### EXERCISE INPUT

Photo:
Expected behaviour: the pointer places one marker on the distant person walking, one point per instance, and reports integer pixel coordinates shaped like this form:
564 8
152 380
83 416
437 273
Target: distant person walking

### GIVEN TASK
Reproduce every line of the listing above word for word.

### WRITTEN SOLUTION
Photo:
Expected behaviour: the pointer places one marker on the distant person walking, one point per instance, and reports integer pixel coordinates shaped like this form:
564 8
152 380
83 416
437 273
Target: distant person walking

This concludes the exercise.